> Directions:
Search the data below for lines that include the word "curved" and state how many there are, nothing else.

[Stored data]
------------

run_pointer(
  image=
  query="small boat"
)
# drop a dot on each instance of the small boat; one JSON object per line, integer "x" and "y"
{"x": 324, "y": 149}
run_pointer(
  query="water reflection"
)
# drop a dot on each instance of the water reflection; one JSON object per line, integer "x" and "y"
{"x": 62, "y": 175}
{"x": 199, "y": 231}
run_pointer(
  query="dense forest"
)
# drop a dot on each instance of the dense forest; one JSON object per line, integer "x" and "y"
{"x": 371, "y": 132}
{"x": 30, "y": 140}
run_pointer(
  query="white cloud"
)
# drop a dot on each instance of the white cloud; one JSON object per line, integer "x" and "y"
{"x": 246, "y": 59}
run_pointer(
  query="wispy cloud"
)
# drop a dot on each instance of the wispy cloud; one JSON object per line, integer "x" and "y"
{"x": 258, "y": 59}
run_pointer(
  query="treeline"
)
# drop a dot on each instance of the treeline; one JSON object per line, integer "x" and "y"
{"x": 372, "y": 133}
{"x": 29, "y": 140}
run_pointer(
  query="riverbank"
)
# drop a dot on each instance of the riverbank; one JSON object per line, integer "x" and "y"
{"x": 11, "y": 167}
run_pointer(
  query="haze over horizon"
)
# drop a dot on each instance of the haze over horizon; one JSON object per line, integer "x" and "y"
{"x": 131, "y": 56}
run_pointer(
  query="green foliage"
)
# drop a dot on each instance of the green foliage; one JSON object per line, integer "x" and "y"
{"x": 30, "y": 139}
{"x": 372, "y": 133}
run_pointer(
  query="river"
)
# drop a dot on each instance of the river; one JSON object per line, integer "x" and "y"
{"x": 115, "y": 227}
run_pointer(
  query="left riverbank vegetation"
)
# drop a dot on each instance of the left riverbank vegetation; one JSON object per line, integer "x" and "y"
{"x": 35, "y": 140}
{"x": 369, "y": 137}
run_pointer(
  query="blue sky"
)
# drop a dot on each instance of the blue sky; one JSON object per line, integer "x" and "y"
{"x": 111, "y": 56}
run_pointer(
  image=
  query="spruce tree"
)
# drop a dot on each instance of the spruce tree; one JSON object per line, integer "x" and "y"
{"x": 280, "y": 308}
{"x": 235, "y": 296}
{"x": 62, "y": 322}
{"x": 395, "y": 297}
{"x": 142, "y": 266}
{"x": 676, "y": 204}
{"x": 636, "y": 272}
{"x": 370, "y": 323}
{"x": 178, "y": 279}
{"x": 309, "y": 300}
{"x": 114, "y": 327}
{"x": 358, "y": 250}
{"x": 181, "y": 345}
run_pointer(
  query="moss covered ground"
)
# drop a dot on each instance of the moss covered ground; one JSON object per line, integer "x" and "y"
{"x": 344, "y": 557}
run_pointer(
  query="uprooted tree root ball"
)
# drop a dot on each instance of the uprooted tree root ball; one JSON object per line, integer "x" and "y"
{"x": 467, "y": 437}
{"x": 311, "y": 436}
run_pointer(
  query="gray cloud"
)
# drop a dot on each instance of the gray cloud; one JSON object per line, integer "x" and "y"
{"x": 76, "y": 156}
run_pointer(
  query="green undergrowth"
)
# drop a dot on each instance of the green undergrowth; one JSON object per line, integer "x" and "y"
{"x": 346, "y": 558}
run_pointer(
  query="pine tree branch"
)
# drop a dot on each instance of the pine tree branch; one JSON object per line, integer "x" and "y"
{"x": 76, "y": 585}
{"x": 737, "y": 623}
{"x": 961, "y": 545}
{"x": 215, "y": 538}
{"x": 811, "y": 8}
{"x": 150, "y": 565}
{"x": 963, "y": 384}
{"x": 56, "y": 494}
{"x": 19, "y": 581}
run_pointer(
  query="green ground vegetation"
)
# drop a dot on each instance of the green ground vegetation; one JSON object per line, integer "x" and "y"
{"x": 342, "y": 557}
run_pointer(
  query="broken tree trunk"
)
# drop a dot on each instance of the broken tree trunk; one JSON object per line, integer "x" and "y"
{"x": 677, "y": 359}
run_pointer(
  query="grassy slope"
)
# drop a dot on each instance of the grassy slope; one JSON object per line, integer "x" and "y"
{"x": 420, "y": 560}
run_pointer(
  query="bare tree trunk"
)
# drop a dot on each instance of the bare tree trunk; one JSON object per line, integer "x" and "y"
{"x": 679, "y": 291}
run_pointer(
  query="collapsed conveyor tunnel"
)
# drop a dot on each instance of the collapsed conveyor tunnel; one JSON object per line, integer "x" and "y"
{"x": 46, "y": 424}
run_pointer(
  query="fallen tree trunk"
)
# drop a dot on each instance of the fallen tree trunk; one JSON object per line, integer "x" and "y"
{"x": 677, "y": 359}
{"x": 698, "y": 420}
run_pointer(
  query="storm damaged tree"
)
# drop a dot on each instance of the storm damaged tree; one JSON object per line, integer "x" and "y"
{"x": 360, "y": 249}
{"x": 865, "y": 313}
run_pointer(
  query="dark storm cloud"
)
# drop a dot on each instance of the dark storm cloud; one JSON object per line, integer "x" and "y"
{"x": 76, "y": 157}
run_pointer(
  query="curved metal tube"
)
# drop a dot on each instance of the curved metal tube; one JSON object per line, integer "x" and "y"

------------

> Result for this exercise:
2